(Pointing records)
--- start ---
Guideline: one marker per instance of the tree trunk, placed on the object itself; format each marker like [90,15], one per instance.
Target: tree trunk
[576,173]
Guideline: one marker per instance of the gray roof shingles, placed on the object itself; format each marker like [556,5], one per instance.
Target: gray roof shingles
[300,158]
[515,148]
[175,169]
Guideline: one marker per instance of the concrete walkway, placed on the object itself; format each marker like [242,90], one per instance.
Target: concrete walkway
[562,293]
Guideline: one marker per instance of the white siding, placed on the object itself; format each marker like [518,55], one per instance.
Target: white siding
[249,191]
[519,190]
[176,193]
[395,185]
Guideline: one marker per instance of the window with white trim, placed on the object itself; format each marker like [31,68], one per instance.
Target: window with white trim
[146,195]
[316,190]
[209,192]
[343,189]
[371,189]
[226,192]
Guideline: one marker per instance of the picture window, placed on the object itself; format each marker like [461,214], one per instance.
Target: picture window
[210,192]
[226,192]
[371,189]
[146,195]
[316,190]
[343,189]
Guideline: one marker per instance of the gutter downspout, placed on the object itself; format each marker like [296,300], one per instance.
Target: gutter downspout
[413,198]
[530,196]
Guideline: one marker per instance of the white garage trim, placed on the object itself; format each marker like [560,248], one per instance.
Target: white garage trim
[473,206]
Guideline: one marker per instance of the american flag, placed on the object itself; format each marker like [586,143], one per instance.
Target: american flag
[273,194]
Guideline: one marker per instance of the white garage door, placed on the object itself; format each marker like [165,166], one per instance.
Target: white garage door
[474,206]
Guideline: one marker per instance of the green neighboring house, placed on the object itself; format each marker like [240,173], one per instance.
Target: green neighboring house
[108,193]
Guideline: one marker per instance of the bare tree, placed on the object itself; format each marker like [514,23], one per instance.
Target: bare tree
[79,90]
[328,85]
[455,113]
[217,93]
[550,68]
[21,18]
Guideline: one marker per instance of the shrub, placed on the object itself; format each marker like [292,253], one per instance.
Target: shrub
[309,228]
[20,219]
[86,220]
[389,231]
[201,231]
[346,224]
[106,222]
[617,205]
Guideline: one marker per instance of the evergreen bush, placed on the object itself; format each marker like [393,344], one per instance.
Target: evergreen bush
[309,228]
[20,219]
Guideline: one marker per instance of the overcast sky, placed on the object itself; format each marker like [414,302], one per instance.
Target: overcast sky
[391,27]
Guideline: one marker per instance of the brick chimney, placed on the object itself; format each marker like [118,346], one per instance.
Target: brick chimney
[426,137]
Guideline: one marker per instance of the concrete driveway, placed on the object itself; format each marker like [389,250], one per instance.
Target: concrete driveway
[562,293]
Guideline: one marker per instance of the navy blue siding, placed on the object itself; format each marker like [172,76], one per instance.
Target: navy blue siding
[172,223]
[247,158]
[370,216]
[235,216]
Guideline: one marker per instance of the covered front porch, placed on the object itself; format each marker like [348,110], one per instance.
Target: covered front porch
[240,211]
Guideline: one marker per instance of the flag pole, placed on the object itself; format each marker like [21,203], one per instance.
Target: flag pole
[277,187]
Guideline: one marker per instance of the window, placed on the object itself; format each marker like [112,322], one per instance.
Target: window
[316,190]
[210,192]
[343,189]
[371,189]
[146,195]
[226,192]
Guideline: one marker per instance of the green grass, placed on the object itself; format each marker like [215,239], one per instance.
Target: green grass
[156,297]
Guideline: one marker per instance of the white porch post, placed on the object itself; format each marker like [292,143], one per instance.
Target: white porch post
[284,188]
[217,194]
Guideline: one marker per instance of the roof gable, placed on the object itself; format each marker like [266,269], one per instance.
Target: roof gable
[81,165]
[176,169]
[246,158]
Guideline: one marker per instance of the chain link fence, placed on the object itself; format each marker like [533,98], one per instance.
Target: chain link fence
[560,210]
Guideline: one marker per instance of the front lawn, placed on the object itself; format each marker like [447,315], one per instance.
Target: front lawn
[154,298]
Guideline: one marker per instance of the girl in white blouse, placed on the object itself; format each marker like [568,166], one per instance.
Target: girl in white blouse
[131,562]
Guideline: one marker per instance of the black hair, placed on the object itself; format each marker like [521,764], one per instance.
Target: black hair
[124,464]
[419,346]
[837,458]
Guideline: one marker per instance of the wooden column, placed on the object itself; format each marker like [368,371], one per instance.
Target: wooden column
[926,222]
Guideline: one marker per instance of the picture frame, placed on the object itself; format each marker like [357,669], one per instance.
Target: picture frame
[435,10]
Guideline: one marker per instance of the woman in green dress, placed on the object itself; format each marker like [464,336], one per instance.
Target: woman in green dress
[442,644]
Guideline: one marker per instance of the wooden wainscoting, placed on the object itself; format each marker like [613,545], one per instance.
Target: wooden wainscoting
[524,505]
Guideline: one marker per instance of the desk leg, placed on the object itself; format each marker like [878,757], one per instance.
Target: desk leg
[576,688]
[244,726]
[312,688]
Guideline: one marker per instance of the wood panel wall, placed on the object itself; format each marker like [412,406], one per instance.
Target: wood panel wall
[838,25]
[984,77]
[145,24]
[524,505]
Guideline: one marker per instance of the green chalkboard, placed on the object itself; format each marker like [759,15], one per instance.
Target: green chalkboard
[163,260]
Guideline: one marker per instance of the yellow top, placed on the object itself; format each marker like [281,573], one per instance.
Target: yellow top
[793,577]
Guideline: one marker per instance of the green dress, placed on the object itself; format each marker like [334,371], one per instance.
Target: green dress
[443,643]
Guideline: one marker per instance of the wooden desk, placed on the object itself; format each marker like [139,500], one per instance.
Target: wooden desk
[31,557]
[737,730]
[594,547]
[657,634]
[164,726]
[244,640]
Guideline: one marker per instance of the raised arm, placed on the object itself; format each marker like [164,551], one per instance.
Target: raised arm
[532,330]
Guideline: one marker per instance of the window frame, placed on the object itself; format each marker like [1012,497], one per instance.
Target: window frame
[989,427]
--- end ---
*What is needed*. Express every line of the records above as a Markdown table with two columns, Row and Entry. Row holds the line's number and Entry holds the line itself, and blank lines are left out.

*Solution*.
| Row | Entry |
|---|---|
| 1 | Guideline: one marker per instance of the tree trunk, placed on the object itself; format each marker like [90,15], one per instance. |
| 2 | Target: tree trunk |
| 3 | [576,173] |
| 4 | Guideline: one marker per instance of the gray roof shingles, placed on the object itself; format each marker like [556,5], one per instance. |
| 5 | Target: gray roof shingles |
| 6 | [300,158] |
| 7 | [515,148] |
| 8 | [175,169] |
| 9 | Guideline: one marker per instance of the concrete walkway, placed on the object itself; format each marker like [242,90], one per instance. |
| 10 | Target: concrete walkway |
| 11 | [562,293] |
| 12 | Guideline: one marker per instance of the white siding, placed on the object itself; format each marker like [518,55], one per instance. |
| 13 | Target: white siding |
| 14 | [249,191] |
| 15 | [519,190] |
| 16 | [176,193] |
| 17 | [395,185] |
| 18 | Guideline: one marker per instance of the window with white trim, placed on the object itself; format each marker like [31,68], one per instance. |
| 19 | Target: window with white trim |
| 20 | [146,195] |
| 21 | [316,190] |
| 22 | [209,192] |
| 23 | [343,189] |
| 24 | [371,189] |
| 25 | [226,192] |
| 26 | Guideline: one marker per instance of the picture window, placed on the object itself; format each marker like [461,214], one per instance. |
| 27 | Target: picture window |
| 28 | [210,192] |
| 29 | [226,192] |
| 30 | [371,189] |
| 31 | [146,195] |
| 32 | [316,190] |
| 33 | [343,189] |
| 34 | Guideline: one marker per instance of the gutter downspout, placed on the object itself; format each marker like [296,300], one per instance. |
| 35 | Target: gutter downspout |
| 36 | [413,198] |
| 37 | [530,196] |
| 38 | Guideline: one marker per instance of the white garage trim, placed on the object itself; format each marker like [560,248], one per instance. |
| 39 | Target: white garage trim |
| 40 | [473,206] |
| 41 | Guideline: one marker per instance of the american flag, placed on the object itself; format each marker like [586,143], one per instance. |
| 42 | Target: american flag |
| 43 | [273,194] |
| 44 | Guideline: one marker per instance of the white garage door, placed on the object itself; format each marker like [165,166], one per instance. |
| 45 | Target: white garage door |
| 46 | [474,206] |
| 47 | Guideline: one marker per instance of the green neighboring house, placed on the object itself; format each marker like [240,173], one per instance. |
| 48 | Target: green neighboring house |
| 49 | [108,193] |
| 50 | Guideline: one marker per instance of the bare tree, placed on the object itself; format each marker like [514,23], one per instance. |
| 51 | Target: bare tree |
| 52 | [79,90] |
| 53 | [328,85] |
| 54 | [455,113] |
| 55 | [217,93] |
| 56 | [550,68] |
| 57 | [21,18] |
| 58 | Guideline: one marker per instance of the shrub, placed on the object itself; format each marker like [292,253], one per instance. |
| 59 | Target: shrub |
| 60 | [309,228] |
| 61 | [20,219] |
| 62 | [86,220] |
| 63 | [389,231] |
| 64 | [201,231] |
| 65 | [346,224] |
| 66 | [106,222] |
| 67 | [617,205] |
| 68 | Guideline: one marker per instance of the evergreen bush, placed on the object itself; format each marker like [393,344], one per instance. |
| 69 | Target: evergreen bush |
| 70 | [309,228] |
| 71 | [20,219] |
| 72 | Guideline: one marker per instance of the overcast sky, placed on the object itself; format each marker like [414,302], one per instance. |
| 73 | Target: overcast sky |
| 74 | [391,27] |
| 75 | Guideline: one marker per instance of the brick chimney, placed on the object itself; format each marker like [118,346], one per instance. |
| 76 | Target: brick chimney |
| 77 | [426,137] |
| 78 | Guideline: one marker per instance of the concrete driveway, placed on the object itself; format each marker like [389,250], one per instance. |
| 79 | Target: concrete driveway |
| 80 | [562,293] |
| 81 | Guideline: one marker per instance of the navy blue siding, placed on the object itself; format each marker like [172,76], one per instance. |
| 82 | Target: navy blue siding |
| 83 | [172,223] |
| 84 | [247,158] |
| 85 | [370,216] |
| 86 | [235,216] |
| 87 | Guideline: one marker per instance of the covered front porch, placed on the object itself; format each marker like [348,110], one per instance. |
| 88 | Target: covered front porch |
| 89 | [240,211] |
| 90 | Guideline: one marker per instance of the flag pole, placed on the object itself; format each marker like [21,203], one per instance. |
| 91 | Target: flag pole |
| 92 | [277,187] |
| 93 | Guideline: one marker per instance of the window, placed on the object itself; format each marker like [112,322], one per instance. |
| 94 | Target: window |
| 95 | [316,190] |
| 96 | [210,192] |
| 97 | [343,189] |
| 98 | [371,189] |
| 99 | [146,195] |
| 100 | [226,192] |
| 101 | Guideline: one marker per instance of the green grass, placed on the object itself; format each marker like [215,239], one per instance. |
| 102 | Target: green grass |
| 103 | [156,297] |
| 104 | Guideline: one marker per instance of the white porch post, placed on the object itself; format each marker like [292,143], one per instance. |
| 105 | Target: white porch post |
| 106 | [284,188] |
| 107 | [217,194] |
| 108 | Guideline: one marker per instance of the roof gable, placed on the object itself; format each marker like [266,269], one per instance. |
| 109 | Target: roof gable |
| 110 | [81,165] |
| 111 | [176,169] |
| 112 | [246,158] |
| 113 | Guideline: one marker per instance of the chain link fence, placed on the object itself; format each marker like [533,98], one per instance. |
| 114 | Target: chain link fence |
| 115 | [560,210] |
| 116 | Guideline: one marker per instance of the front lawn, placed on the object itself; format each marker like [447,315], one per instance. |
| 117 | Target: front lawn |
| 118 | [154,298] |
| 119 | Guideline: one marker per instance of the girl in white blouse, placed on the object itself; format each marker like [568,166], one per instance. |
| 120 | Target: girl in white blouse |
| 121 | [131,562] |
| 122 | Guideline: one marker per instance of the black hair, placed on the object itself; format each marker like [521,764], one per instance. |
| 123 | Target: black hair |
| 124 | [124,464] |
| 125 | [419,346] |
| 126 | [837,458] |
| 127 | Guideline: one marker per instance of the wooden column, placed on the object itself; format each marker like [368,371], one per instance. |
| 128 | Target: wooden column |
| 129 | [926,222] |
| 130 | Guideline: one marker per instance of the picture frame, placed on the object itself; format each marker like [357,669], one per instance. |
| 131 | Target: picture frame |
| 132 | [435,10] |
| 133 | Guideline: one marker per instance of the woman in green dress, placed on the object itself; format each marker like [464,336], one per instance. |
| 134 | Target: woman in green dress |
| 135 | [442,644] |
| 136 | Guideline: one marker per instance of the wooden wainscoting, placed on the object itself; format each marker like [613,545], one per instance. |
| 137 | Target: wooden wainscoting |
| 138 | [524,505] |
| 139 | Guideline: one marker per instance of the desk leg, placed on the object itself; format each marker like [878,757], one per instance. |
| 140 | Target: desk leg |
| 141 | [576,688] |
| 142 | [244,726] |
| 143 | [312,688] |
| 144 | Guideline: one marker per instance of the wood panel wall, placed on the object itself; format each marker like [412,406], one per instance. |
| 145 | Target: wood panel wall |
| 146 | [838,25] |
| 147 | [984,77] |
| 148 | [145,24] |
| 149 | [524,505] |
| 150 | Guideline: one marker per instance of the green chalkboard, placed on the object itself; format each marker like [759,15], one per instance. |
| 151 | Target: green chalkboard |
| 152 | [163,260] |
| 153 | Guideline: one marker per instance of the yellow top, placed on the object itself; format each marker like [281,573], one per instance. |
| 154 | Target: yellow top |
| 155 | [793,577] |
| 156 | Guideline: one marker per instance of the green dress, placed on the object itself; format each marker like [334,371], one per instance. |
| 157 | Target: green dress |
| 158 | [443,643] |
| 159 | Guideline: one marker per instance of the wooden desk, placed on the object itself; format each marker like [139,500], one per instance. |
| 160 | Target: wooden desk |
| 161 | [31,557] |
| 162 | [737,730] |
| 163 | [594,547] |
| 164 | [657,634] |
| 165 | [164,726] |
| 166 | [244,640] |
| 167 | Guideline: one marker per instance of the raised arm, placed on the object itself; format each marker like [164,551], one per instance. |
| 168 | Target: raised arm |
| 169 | [532,330] |
| 170 | Guideline: one marker per instance of the window frame, placed on the object itself; format each marker like [1012,497], one per instance. |
| 171 | Target: window frame |
| 172 | [989,427] |